Transcribe all the records with complete accuracy.
Begin Stored records
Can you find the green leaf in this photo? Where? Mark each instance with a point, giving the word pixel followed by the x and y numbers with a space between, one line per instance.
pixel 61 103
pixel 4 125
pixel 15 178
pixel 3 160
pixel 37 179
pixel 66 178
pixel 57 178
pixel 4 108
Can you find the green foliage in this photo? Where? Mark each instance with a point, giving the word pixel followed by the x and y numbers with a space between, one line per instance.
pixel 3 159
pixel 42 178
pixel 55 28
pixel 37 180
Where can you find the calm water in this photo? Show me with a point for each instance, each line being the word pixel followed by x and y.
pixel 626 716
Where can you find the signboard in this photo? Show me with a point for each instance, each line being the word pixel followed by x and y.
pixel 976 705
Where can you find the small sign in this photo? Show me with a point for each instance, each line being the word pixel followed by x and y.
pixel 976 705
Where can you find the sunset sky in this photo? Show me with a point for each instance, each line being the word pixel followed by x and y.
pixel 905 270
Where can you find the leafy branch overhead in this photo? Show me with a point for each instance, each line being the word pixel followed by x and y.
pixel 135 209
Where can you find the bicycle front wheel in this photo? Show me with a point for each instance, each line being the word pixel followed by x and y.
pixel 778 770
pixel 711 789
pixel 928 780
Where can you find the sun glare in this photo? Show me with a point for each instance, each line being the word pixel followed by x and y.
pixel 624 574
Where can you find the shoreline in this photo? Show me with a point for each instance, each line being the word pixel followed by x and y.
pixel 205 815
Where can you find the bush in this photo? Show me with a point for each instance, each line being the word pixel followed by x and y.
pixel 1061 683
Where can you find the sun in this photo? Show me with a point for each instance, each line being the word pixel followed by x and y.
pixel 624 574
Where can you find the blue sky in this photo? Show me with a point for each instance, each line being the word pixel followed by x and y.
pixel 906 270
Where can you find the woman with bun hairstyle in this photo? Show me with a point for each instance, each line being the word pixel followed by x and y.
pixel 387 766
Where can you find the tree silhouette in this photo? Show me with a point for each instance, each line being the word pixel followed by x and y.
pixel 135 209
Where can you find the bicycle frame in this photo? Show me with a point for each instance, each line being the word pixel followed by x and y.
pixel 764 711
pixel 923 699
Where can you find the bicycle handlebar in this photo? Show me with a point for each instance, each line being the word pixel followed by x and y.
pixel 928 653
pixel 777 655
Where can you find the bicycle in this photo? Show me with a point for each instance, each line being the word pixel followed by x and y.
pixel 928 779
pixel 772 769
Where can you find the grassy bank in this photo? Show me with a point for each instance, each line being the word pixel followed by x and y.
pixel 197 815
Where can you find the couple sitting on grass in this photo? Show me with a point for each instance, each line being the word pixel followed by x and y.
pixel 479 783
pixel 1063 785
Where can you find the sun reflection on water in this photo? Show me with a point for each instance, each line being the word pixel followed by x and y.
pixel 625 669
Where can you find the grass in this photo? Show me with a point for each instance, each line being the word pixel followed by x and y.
End Stored records
▸ **Reply to the task**
Can you find the green leaf in this photo? Where? Mark each instance with a point, giving the word pixel followed by the x and y numbers with a space between, one line per instance.
pixel 61 103
pixel 4 125
pixel 15 178
pixel 3 160
pixel 37 179
pixel 66 178
pixel 57 178
pixel 4 108
Can you find the green foliage in this photo? Where? Mark each instance with a point, giving the word pixel followed by the x and y numbers with a space between, one line per instance.
pixel 3 159
pixel 42 178
pixel 55 28
pixel 37 180
Where can you find the calm water in this photo? Show me with a point for each instance, each line being the word pixel followed by x and y.
pixel 626 716
Where can you find the signboard in this photo? Show me with a point for each instance, each line being the word pixel followed by x and y.
pixel 976 705
Where can you find the small sign in this photo? Show me with a point for each instance, each line being the word pixel followed by x and y.
pixel 976 705
Where can you find the sunset sky in this photo? Show me with a point for each instance, each line being the word pixel followed by x and y.
pixel 905 270
Where can you find the leafy branch overhead in this photo? Show me with a point for each instance, each line being the word pixel followed by x and y.
pixel 135 209
Where can you find the bicycle front wheel in this photo? Show me with a point for each instance, each line being the word pixel followed by x and y.
pixel 778 770
pixel 711 789
pixel 928 780
Where can you find the sun glare in this photo? Show me with a point for each instance, each line being the word pixel followed by x and y.
pixel 624 574
Where can you find the shoreline in this photo? Show me with a point for each instance, each line being the word pixel followed by x and y.
pixel 205 815
Where can you find the bush in this photo? Show me with a point for each instance, each line being the word pixel followed by x and y.
pixel 1061 683
Where can you find the sun in this photo? Show me with a point for each instance, each line being the word pixel followed by x and y.
pixel 624 574
Where can you find the blue sky in this photo? Show me with a point for each instance, each line being the word pixel followed by x and y.
pixel 906 270
Where can you find the woman with bun hairstyle in this photo? Show me with a point for each instance, each line being the word pixel followed by x and y.
pixel 387 766
Where can you find the tree silhouette in this photo? Show me with a point for each instance, each line being the word pixel followed by x and y.
pixel 135 209
Where can you find the bicycle frame in this photo? Show me with a point for each instance, each line being the word pixel followed by x and y.
pixel 764 711
pixel 923 699
Where can you find the bicycle handlebar in this photo? Show me with a point for each instance, each line being the word pixel followed by x and y.
pixel 928 653
pixel 777 655
Where can you find the bicycle in this photo? Show me with a point for each instance, each line being the word pixel followed by x and y.
pixel 928 779
pixel 772 769
Where can you find the grassy bank in this photo? Show me with a point for each instance, each line being the word pixel followed by x and y.
pixel 197 815
Where can you find the couple sitting on grass in this photo? Show me with a point for each instance, each line being the word pixel followed by x and y.
pixel 479 783
pixel 1063 785
Where can you find the sun reflection on water in this photo? Show me with a point for each instance, each line being the word pixel followed by x and y.
pixel 625 669
Where can you find the grass in this photo? Show me with a point for each instance, each line being the word pixel followed by x and y.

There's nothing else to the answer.